**RECORDED DATA**
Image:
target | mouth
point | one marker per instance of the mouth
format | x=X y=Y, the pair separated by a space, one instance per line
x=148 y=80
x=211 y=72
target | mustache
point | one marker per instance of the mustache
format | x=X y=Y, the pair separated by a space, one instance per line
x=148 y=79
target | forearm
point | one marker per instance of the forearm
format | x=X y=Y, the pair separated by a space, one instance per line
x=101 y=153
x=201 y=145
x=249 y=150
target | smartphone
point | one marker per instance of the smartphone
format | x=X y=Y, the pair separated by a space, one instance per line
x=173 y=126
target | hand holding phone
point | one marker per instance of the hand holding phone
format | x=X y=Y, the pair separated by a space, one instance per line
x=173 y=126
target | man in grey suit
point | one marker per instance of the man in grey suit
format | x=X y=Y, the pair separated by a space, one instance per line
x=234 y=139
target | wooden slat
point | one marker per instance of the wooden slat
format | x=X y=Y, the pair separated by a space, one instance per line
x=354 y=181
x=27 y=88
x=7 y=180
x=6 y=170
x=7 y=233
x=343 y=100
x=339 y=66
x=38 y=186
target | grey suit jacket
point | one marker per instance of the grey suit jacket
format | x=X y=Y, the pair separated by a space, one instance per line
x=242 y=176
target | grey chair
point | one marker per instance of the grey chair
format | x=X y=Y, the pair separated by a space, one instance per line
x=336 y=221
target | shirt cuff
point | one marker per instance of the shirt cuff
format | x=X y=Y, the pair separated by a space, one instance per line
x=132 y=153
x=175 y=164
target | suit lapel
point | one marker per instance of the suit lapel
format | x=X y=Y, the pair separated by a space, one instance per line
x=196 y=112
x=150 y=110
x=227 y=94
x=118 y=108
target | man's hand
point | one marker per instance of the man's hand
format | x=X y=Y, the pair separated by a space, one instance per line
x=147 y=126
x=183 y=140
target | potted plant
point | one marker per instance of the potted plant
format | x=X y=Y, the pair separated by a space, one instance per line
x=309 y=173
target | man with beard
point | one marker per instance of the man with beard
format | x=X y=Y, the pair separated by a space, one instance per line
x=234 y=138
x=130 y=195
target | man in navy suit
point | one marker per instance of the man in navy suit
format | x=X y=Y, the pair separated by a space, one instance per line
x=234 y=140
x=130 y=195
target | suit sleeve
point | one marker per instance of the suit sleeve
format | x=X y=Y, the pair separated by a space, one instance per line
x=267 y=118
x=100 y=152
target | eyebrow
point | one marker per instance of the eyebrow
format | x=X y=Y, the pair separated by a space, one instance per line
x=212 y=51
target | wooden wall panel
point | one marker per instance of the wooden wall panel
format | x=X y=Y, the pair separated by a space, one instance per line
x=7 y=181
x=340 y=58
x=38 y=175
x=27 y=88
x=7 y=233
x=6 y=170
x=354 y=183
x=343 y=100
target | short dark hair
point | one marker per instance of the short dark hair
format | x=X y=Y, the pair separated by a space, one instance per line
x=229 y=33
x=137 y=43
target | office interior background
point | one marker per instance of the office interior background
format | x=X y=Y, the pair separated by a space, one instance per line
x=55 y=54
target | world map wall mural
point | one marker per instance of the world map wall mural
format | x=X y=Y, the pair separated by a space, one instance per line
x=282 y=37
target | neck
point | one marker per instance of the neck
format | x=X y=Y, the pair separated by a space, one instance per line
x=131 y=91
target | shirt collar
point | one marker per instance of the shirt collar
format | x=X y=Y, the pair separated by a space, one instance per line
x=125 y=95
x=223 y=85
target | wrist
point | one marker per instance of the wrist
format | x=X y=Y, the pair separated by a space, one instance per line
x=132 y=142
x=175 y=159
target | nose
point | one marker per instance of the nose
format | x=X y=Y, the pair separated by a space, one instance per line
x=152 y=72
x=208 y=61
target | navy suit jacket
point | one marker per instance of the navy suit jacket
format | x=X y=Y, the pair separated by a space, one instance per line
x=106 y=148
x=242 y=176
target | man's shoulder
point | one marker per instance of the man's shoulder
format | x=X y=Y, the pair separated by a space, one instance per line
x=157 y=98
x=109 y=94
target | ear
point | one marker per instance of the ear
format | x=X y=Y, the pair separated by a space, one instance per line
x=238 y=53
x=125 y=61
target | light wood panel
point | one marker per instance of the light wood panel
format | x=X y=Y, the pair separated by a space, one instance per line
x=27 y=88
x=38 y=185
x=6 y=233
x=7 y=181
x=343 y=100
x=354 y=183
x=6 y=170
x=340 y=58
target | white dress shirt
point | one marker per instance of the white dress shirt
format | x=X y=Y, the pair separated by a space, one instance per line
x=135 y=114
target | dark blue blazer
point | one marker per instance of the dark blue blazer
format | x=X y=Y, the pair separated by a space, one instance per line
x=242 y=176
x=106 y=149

**PROBLEM TO SOLVE**
Output, as a JSON list of strings, each line of the data from the line containing "target | man's shoulder" through the final line, both included, with one string per line and blank lines omitted.

**RESULT FOR THIS EXERCISE**
[
  "target | man's shoulder",
  "point | one marker per instance of the man's shoulder",
  "format | x=X y=Y, the pair separated by a space, one instance per line",
  "x=157 y=98",
  "x=109 y=94",
  "target | ear",
  "point | one marker per instance of the ear",
  "format | x=X y=Y, the pair separated by a space, one instance per line",
  "x=238 y=53",
  "x=125 y=61",
  "target | light wood panel",
  "point | one marker per instance of the light wood panel",
  "format | x=X y=Y, the pair separated by a space, one instance per line",
  "x=27 y=88",
  "x=38 y=185",
  "x=6 y=233",
  "x=7 y=181",
  "x=343 y=100",
  "x=354 y=183",
  "x=6 y=170",
  "x=340 y=58",
  "target | white dress shirt",
  "point | one marker per instance of the white dress shirt",
  "format | x=X y=Y, the pair separated by a space, one instance per line",
  "x=135 y=114",
  "target | dark blue blazer",
  "point | one marker per instance of the dark blue blazer",
  "format | x=X y=Y, the pair separated by a space, one instance per line",
  "x=242 y=176",
  "x=106 y=149"
]